* _Exercise instructions_:
Reproduce every line of the data below word for word, leaving out the pictures.

———

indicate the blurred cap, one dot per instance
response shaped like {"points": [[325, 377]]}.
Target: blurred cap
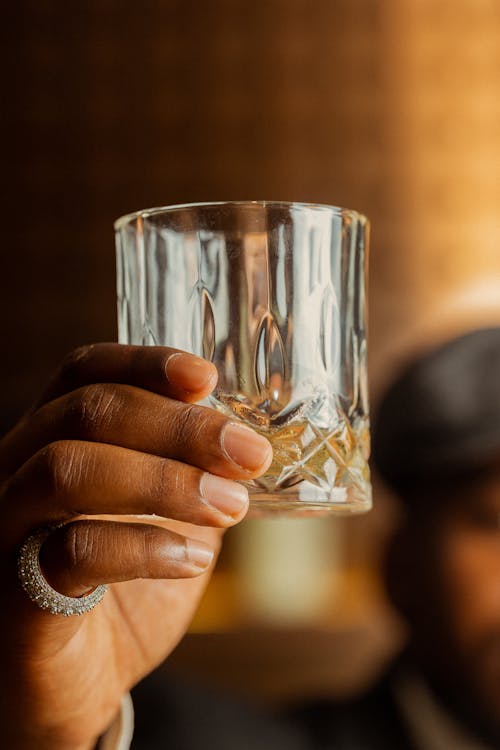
{"points": [[441, 419]]}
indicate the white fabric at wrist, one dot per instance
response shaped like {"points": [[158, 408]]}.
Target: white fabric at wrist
{"points": [[119, 735]]}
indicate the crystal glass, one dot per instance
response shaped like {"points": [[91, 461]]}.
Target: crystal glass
{"points": [[274, 295]]}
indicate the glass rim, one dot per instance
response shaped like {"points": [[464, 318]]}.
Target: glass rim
{"points": [[130, 218]]}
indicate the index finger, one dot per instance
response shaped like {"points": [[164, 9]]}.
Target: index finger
{"points": [[160, 369]]}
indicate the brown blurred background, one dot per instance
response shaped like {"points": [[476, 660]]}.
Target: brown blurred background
{"points": [[385, 106]]}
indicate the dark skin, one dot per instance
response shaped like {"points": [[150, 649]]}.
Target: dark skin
{"points": [[444, 577], [117, 434]]}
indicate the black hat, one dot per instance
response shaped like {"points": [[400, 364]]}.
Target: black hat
{"points": [[441, 419]]}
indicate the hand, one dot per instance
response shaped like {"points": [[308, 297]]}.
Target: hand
{"points": [[117, 434]]}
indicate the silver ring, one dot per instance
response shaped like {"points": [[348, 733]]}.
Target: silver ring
{"points": [[39, 591]]}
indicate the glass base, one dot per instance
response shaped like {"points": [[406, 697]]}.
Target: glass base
{"points": [[310, 501]]}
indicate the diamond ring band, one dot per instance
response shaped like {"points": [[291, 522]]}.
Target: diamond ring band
{"points": [[40, 592]]}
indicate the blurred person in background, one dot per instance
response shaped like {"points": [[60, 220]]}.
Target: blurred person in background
{"points": [[117, 434]]}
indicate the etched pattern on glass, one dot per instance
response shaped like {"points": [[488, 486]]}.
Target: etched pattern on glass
{"points": [[280, 311]]}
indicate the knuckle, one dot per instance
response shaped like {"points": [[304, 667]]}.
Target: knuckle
{"points": [[78, 546], [93, 408], [191, 422], [59, 465]]}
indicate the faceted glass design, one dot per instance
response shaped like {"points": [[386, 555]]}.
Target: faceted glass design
{"points": [[274, 295]]}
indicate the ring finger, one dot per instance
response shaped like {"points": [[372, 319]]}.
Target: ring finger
{"points": [[74, 478]]}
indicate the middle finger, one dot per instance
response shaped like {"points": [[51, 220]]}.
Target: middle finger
{"points": [[74, 478], [133, 418]]}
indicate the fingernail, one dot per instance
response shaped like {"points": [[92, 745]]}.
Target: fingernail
{"points": [[228, 497], [199, 554], [245, 447], [190, 373]]}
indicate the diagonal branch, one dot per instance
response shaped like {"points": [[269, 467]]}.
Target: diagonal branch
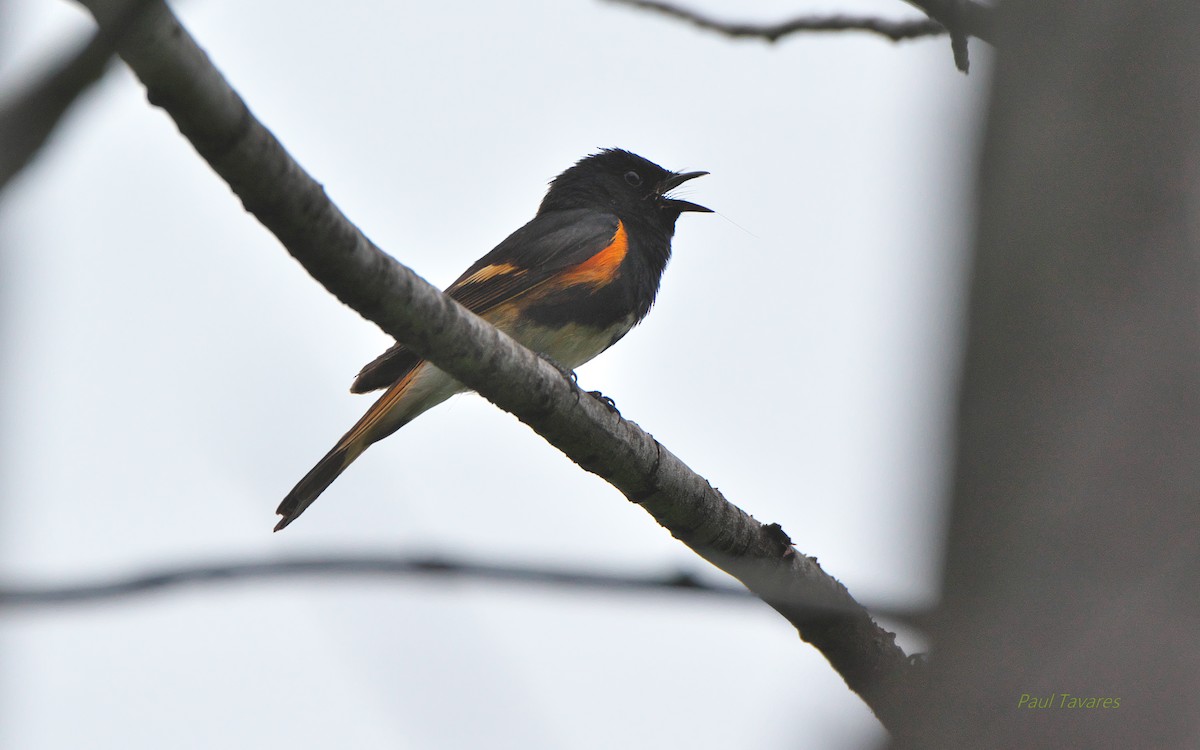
{"points": [[894, 30], [961, 18], [181, 79], [28, 118]]}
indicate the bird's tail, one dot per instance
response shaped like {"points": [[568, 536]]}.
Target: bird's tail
{"points": [[397, 407]]}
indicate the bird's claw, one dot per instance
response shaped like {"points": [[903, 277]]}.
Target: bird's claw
{"points": [[574, 379]]}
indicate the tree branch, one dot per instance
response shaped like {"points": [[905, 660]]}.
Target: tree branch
{"points": [[181, 79], [29, 117], [894, 30], [960, 18]]}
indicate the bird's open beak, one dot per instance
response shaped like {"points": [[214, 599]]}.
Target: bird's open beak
{"points": [[675, 181]]}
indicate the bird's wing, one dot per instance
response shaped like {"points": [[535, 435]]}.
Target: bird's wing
{"points": [[551, 244]]}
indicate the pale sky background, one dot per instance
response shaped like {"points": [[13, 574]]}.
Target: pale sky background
{"points": [[169, 372]]}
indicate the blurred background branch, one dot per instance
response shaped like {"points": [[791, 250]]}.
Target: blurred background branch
{"points": [[161, 579]]}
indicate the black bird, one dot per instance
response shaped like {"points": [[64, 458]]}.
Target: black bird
{"points": [[568, 285]]}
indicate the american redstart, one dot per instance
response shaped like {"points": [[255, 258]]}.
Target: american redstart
{"points": [[568, 285]]}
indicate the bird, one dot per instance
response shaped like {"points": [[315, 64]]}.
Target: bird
{"points": [[568, 285]]}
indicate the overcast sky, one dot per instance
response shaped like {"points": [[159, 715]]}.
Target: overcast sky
{"points": [[169, 372]]}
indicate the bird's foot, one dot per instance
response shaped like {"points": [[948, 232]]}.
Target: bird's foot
{"points": [[605, 400]]}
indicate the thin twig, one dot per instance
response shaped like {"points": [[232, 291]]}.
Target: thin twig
{"points": [[894, 30], [163, 579]]}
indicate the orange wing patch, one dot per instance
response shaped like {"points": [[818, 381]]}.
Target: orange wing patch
{"points": [[600, 268], [489, 271]]}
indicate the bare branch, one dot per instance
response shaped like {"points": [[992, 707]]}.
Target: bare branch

———

* _Answer in full_:
indicate the blurred cap, one dot per instance
response shaped like {"points": [[325, 377]]}.
Target: blurred cap
{"points": [[441, 419]]}
indicate the white fabric at wrist, one dot per instance
response shaped like {"points": [[158, 408]]}.
Target: white fabric at wrist
{"points": [[119, 735]]}
indicate the crystal glass, one dot per instance
response shaped like {"points": [[91, 461]]}.
Target: crystal glass
{"points": [[274, 295]]}
indicate the glass rim, one dot per instance
response shaped like {"points": [[464, 318]]}.
Target: glass rim
{"points": [[130, 218]]}
indicate the index finger, one dot per instance
response shaped like {"points": [[164, 9]]}.
Target: index finger
{"points": [[160, 369]]}
indicate the brown blurred background, one dot per instance
response shaped like {"points": [[476, 660]]}.
Target: brown blurred background
{"points": [[385, 106]]}
indicate the dark skin, one dot per instance
response shaped like {"points": [[150, 649]]}.
Target: dark skin
{"points": [[444, 577], [117, 434]]}
indicate the black hat, one dot per instance
response shaped like {"points": [[400, 364]]}.
Target: black hat
{"points": [[441, 419]]}
indicate the hand, one dot per instance
response shaped like {"points": [[308, 297]]}.
Target: hand
{"points": [[117, 434]]}
indicate the silver ring, one dot per instance
response shaped like {"points": [[348, 733]]}.
Target: silver ring
{"points": [[39, 591]]}
indicate the glass base, one dot per instance
response shaped like {"points": [[406, 697]]}.
Target: glass base
{"points": [[310, 501]]}
indicate the diamond ring band, one dot per instance
response shaped like {"points": [[291, 522]]}.
Target: diamond ring band
{"points": [[40, 592]]}
indicate the blurred person in background, one dot per instance
response shaped like {"points": [[60, 220]]}.
Target: blurred person in background
{"points": [[117, 434]]}
indicate the etched pattern on glass, one dot per instance
response shaped like {"points": [[488, 486]]}.
Target: etched pattern on glass
{"points": [[280, 311]]}
indicate the knuckle, one dot per instance
response shaped like {"points": [[304, 667]]}.
Target: knuckle
{"points": [[78, 546], [93, 408], [191, 422], [59, 465]]}
indicate the faceted glass design, one dot per instance
response shaped like {"points": [[386, 555]]}.
Target: faceted glass design
{"points": [[274, 295]]}
indicate the ring finger, one dot per instance
response shaped like {"points": [[372, 319]]}.
Target: ring finger
{"points": [[74, 478]]}
indicate the middle finger, one dot per instance
response shaped like {"points": [[51, 220]]}.
Target: middle finger
{"points": [[74, 478], [133, 418]]}
indicate the fingernail, one dot per instance
response shaped like {"points": [[92, 745]]}.
Target: fingernail
{"points": [[228, 497], [199, 554], [245, 447], [190, 373]]}
indicate the diagonal branch, one dot per instance
response shaped like {"points": [[269, 467]]}.
Target: diagonal branch
{"points": [[894, 30], [961, 18], [181, 79], [28, 118]]}
indicate the bird's tail, one dot per instance
response shaped like {"points": [[568, 536]]}.
Target: bird's tail
{"points": [[397, 407]]}
indicate the bird's claw, one dot per instance
response shaped like {"points": [[903, 277]]}.
Target: bird's claw
{"points": [[574, 379]]}
indicate the tree branch, one dot per instance
response shaped like {"points": [[905, 660]]}.
Target: tree branch
{"points": [[181, 79], [29, 117], [894, 30], [960, 18]]}
indicate the bird's open beak, one dot per instance
response shaped like {"points": [[214, 599]]}.
Target: bird's open beak
{"points": [[675, 181]]}
indicate the bird's wing, one dot per instance
response shaped like {"points": [[535, 435]]}.
Target: bird's wing
{"points": [[551, 244]]}
indicate the pale sky background, one dot per instance
response shaped like {"points": [[13, 574]]}.
Target: pale sky background
{"points": [[169, 372]]}
indicate the blurred background branch, one dot per instance
response shaped like {"points": [[791, 250]]}.
Target: blurred background branch
{"points": [[161, 579]]}
indicate the black bird, one dot per instance
response shaped like {"points": [[64, 458]]}.
Target: black bird
{"points": [[568, 285]]}
indicate the american redstart, one dot per instance
response shaped like {"points": [[255, 258]]}.
Target: american redstart
{"points": [[568, 285]]}
indicate the bird, one dot per instance
response shaped like {"points": [[315, 64]]}.
Target: bird
{"points": [[568, 285]]}
indicate the overcast sky, one dot per instance
response shaped like {"points": [[159, 715]]}.
Target: overcast sky
{"points": [[169, 372]]}
indicate the bird's foot, one dot per instance
response shaped like {"points": [[948, 232]]}.
Target: bird's foot
{"points": [[605, 400]]}
indicate the thin twig, one dot per instance
response shaped like {"points": [[232, 291]]}.
Target: thin twig
{"points": [[894, 30], [163, 579]]}
indicate the orange wing patch, one dot per instance
response shaped like {"points": [[818, 381]]}.
Target: orange wing patch
{"points": [[600, 268], [489, 271]]}
indicate the bare branch, one dot per instance
response shaped like {"points": [[992, 707]]}.
Target: bare branch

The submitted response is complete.